● **Tâches à réaliser**:
**A.** Dans la critique de la pièce, remplacez « paravents » par « panneaux » et réécrivez le passage allant de « La pièce tire » jusqu'à « et les responsables. » inclus.
**B.** Énumérez les espaces que les paravents font successivement apparaître sur scène selon la critique de la pièce.
**C.** Rédigez la suite de la critique de « In the Belly of the Whale » à partir de sa dernière phrase.

● **Extrait du document**:
════════
« In the Belly of the Whale » de Marwa Manai : Ne crains pas le fil rouge, vu aux JTC
« In the Belly of the Whale », pièce de la metteuse en scène tunisienne Marwa Manai, a été présentée le 23 novembre devant une salle comble dans le cadre de la 26e édition des Journées théâtrales de Carthage (JTC). La pièce est née d’une collaboration entre le Théâtre national tunisien et le Théâtre national croate de Rijeka, avec l’implication d’Anis Kamoun, Maja Lezaic, Alan Vukelic, Riadh Bedoui, Sandra Dekanic et Souhail Ben Hamida.
La pièce tire sa force tant de son contenu que de sa forme, qui privilégie l’impact visuel : un éclairage précis, une scénographie dynamique et évocatrice. Des paravents transparents placés au centre de la scène segmentent l’espace, le faisant passer d’une salle de centre de rétention à un couloir, d’une cellule à un écran de présentation académique. Ces surfaces modulables resserrent les angles et matérialisent la pression qui écrase à la fois les migrants et les responsables.
════════
● **Données enregistrées**:
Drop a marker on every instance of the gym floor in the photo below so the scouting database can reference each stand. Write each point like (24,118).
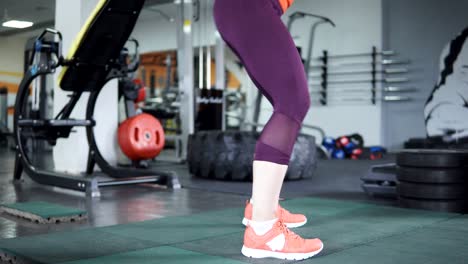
════════
● **Réponses par tâche**:
**A.**
La pièce tire sa force tant de son contenu que de sa forme, qui privilégie l’impact visuel : un éclairage précis, une scénographie dynamique et évocatrice. Des panneaux transparents placés au centre de la scène segmentent l’espace, le faisant passer d’une salle de centre de rétention à un couloir, d’une cellule à un écran de présentation académique. Ces surfaces modulables resserrent les angles et matérialisent la pression qui écrase à la fois les migrants et les responsables.

**B.**
- une salle de centre de rétention
- un couloir
- une cellule
- un écran de présentation académique

**C.**
« Entre hier, aujourd’hui et demain, il y a l’éternité. Et de toute éternité, les humains ont cherché à franchir les barrières. Ils ont creusé des tunnels, bâti des ponts, construit des navires et des avions, et même bravé l’espace. Mais reste une barrière à franchir, et elle ne tient qu’à un fil ».
Ali, Mariam et Fodonosha sont pris entre les fils rouges de l’Arachné-système. Du fond de la scène, cette dernière tisse une toile inextricable. Chacun lutte et résiste à sa manière pour transcender ces lignes (frontières), s’y faufiler, s’en extirper… mais en vain…
Tel est le sujet et tels sont les protagonistes de « In the Belly of the Whale », pièce de la metteuse en scène tunisienne Marwa Manai, présentée le 23 novembre devant un public conquis dans le cadre de la 26e édition des Journées Théâtrales de Carthage (JTC).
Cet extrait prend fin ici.